## What is asked
[1] According to the memcg patch email, what value has the soft limit traditionally been initialized to?
[2] Retype the stretch of the records from their start through the line containing "point(476, 261)", with both ends included. Leave the pictures out of your answer.

## Passage to read

========================================================================

From: Michal Hocko <mhocko@suse.cz>
To: linux-mm@kvack.org
Cc: cgroups@vger.kernel.org, Tejun Heo <tj@kernel.org>,
Johannes Weiner <hannes@cmpxchg.org>,
Balbir Singh <bsingharora@gmail.com>,
KAMEZAWA Hiroyuki <kamezawa.hiroyu@jp.fujitsu.com>,
Hugh Dickins <hughd@google.com>, Ying Han <yinghan@google.com>,
Glauber Costa <glommer@parallels.com>,
Michel Lespinasse <walken@google.com>,
Greg Thelen <gthelen@google.com>
Subject: [RFC v2 4/4] memcg: Ignore soft limit until it is explicitly specified
Date: Tue, 23 Apr 2013 11:33:59 +0200 [thread overview]
Message-ID: <1366709639-10240-5-git-send-email-mhocko@suse.cz> (raw)
In-Reply-To: <1366709639-10240-1-git-send-email-mhocko@suse.cz>
The soft limit has been traditionally initialized to RESOURCE_MAX
which means that the group is soft unlimited by default and so it
gets reclaimed only after all groups that set their limit are bellow
their limits. While this scheme is working it is not ideal because it
makes hard to configure isolated workloads without setting a limit to
basically all groups. Let's consider the following simple hierarchy
__A_____
/ \ \
A1....An C
and let's assume we would like to keep C's working set intact as much
as possible (with soft limit set to the estimated working set size)

========================================================================

## Data supplied
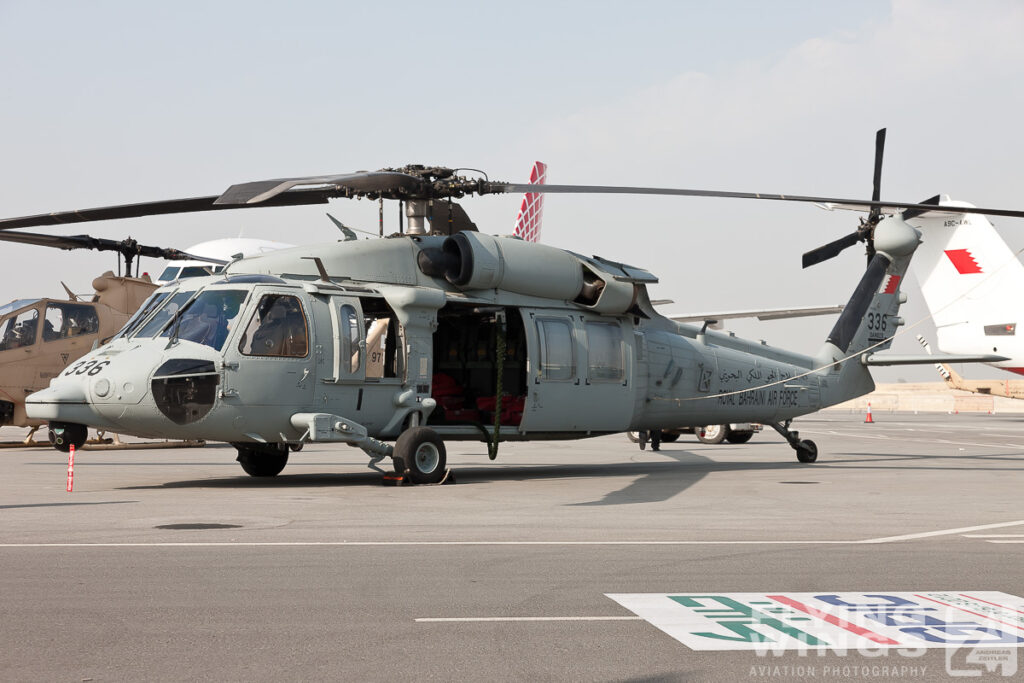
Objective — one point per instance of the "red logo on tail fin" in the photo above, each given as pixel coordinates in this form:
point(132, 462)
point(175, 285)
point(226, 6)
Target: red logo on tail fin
point(963, 261)
point(891, 285)
point(527, 223)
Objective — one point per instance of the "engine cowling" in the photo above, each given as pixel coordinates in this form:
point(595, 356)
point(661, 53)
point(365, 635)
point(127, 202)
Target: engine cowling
point(476, 261)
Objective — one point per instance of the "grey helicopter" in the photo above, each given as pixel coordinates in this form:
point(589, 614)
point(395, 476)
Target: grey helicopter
point(443, 333)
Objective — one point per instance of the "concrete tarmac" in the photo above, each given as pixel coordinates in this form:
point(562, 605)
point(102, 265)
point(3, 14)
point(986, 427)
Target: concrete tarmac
point(173, 564)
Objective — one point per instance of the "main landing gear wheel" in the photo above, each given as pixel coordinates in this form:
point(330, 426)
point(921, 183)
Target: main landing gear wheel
point(807, 452)
point(713, 433)
point(62, 435)
point(420, 453)
point(262, 461)
point(738, 437)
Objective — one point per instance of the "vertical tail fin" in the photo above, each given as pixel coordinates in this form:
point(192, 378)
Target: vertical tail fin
point(869, 319)
point(527, 223)
point(970, 279)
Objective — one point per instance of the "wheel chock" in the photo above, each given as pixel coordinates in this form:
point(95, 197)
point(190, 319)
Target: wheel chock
point(401, 479)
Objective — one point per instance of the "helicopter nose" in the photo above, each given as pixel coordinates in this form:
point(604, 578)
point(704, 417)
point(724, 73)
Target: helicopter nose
point(65, 402)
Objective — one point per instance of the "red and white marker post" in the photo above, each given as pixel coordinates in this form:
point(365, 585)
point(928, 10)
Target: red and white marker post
point(71, 468)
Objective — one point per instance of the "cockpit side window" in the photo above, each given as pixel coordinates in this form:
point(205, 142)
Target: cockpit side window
point(143, 311)
point(165, 313)
point(278, 328)
point(208, 319)
point(69, 319)
point(169, 273)
point(18, 330)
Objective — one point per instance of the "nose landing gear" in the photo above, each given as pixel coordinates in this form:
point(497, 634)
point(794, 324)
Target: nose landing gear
point(62, 435)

========================================================================

## Results of the tasks
[1] RESOURCE_MAX

[2]
Objective — one point per instance of the "red logo on tail fin" in the photo above, each given as pixel coordinates in this form:
point(132, 462)
point(175, 285)
point(226, 6)
Target: red logo on tail fin
point(963, 261)
point(891, 285)
point(527, 223)
Objective — one point per instance of the "engine cowling" in the photo above, each given as pixel coordinates in this form:
point(595, 356)
point(661, 53)
point(365, 635)
point(127, 202)
Target: engine cowling
point(476, 261)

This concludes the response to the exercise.